What this exercise asks
[1] In the passage on the whale rescue below, copy out the words from "On the morning" to "and a turtle.".
[2] In the passage on the whale rescue below, which tuna vessel rushed to the scene and released the humpback whale?

Selected text
((

The WWF-Pakistan led programme to train fishing captains in how to report whale sightings and free accidentally entangled wildlife from their nets is yielding more and  more valuable information and saving the lives of endangered whales.

On the morning of December 13th, a 10.5 m long Arabian Sea humpback whale was found entangled in a monofilament net that the Al-Mustafah fishing boat had set on the previous night.  Captain Nakhuda Sajan put out a call for help to nearby fishing vessels, and the tuna vessel, Al-Jihad, captained by Saeed Badsha, a WWF-Pakistan trained fisherman, immediately rushed to the scene and safely released the whale.

The WWF-Pakistan programme is led by ASWN members Rab Nawaz and Muhammad Moazzam Khan, Technical Advisor (Marine Fisheries), WWF-Pakistan and Chairman of Pakistan Whale and Dolphin Society.  In the past three  months alone, the programme has yielded 22 confirmed sightings of Arabian Sea humpback whales off the coast of Pakistan (involving an estimated 43 individual whales). It has also provided sightings of Bryde’s whales, and the release of a bottlenose dolphin and a turtle.

))

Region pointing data
((

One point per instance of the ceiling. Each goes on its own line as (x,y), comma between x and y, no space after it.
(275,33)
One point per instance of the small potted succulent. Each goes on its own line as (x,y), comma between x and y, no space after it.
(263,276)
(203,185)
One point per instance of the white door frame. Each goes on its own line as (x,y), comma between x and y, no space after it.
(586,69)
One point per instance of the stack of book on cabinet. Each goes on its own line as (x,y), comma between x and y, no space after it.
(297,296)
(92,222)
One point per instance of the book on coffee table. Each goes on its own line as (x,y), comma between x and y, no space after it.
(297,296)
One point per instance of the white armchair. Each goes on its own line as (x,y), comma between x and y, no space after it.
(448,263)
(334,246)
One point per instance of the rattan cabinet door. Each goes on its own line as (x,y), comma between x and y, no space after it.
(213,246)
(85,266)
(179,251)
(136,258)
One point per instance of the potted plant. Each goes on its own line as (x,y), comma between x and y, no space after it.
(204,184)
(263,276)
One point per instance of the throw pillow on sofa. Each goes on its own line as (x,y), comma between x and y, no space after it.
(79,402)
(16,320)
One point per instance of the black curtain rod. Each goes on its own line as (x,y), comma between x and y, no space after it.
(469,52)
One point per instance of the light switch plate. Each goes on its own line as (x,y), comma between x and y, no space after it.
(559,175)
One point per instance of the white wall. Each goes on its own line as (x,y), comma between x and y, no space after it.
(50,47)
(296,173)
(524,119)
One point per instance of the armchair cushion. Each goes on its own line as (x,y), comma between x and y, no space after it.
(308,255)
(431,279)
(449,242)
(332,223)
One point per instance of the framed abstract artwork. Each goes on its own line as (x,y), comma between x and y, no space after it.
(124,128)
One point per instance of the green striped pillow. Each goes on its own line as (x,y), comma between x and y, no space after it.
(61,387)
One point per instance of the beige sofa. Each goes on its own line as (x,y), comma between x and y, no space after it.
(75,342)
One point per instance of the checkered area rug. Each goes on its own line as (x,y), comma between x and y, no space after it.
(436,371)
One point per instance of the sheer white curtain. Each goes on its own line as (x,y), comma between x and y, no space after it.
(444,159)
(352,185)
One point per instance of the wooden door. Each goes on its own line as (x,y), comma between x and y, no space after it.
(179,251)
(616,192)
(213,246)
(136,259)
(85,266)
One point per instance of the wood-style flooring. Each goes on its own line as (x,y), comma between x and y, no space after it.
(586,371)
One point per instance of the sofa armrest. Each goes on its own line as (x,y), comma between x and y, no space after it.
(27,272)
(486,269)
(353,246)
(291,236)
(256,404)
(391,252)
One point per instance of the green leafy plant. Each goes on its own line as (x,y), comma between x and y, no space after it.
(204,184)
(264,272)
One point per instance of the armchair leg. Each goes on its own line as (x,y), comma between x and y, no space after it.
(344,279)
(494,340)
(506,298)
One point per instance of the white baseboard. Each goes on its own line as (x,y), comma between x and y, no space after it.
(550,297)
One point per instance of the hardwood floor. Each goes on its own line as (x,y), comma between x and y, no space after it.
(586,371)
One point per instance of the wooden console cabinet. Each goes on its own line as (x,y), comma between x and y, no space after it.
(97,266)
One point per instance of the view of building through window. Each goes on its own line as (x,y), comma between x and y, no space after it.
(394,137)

))

Solutions by task
[1]
On the morning of December 13th, a 10.5 m long Arabian Sea humpback whale was found entangled in a monofilament net that the Al-Mustafah fishing boat had set on the previous night.  Captain Nakhuda Sajan put out a call for help to nearby fishing vessels, and the tuna vessel, Al-Jihad, captained by Saeed Badsha, a WWF-Pakistan trained fisherman, immediately rushed to the scene and safely released the whale.

The WWF-Pakistan programme is led by ASWN members Rab Nawaz and Muhammad Moazzam Khan, Technical Advisor (Marine Fisheries), WWF-Pakistan and Chairman of Pakistan Whale and Dolphin Society.  In the past three  months alone, the programme has yielded 22 confirmed sightings of Arabian Sea humpback whales off the coast of Pakistan (involving an estimated 43 individual whales). It has also provided sightings of Bryde’s whales, and the release of a bottlenose dolphin and a turtle.

[2] The Al-Jihad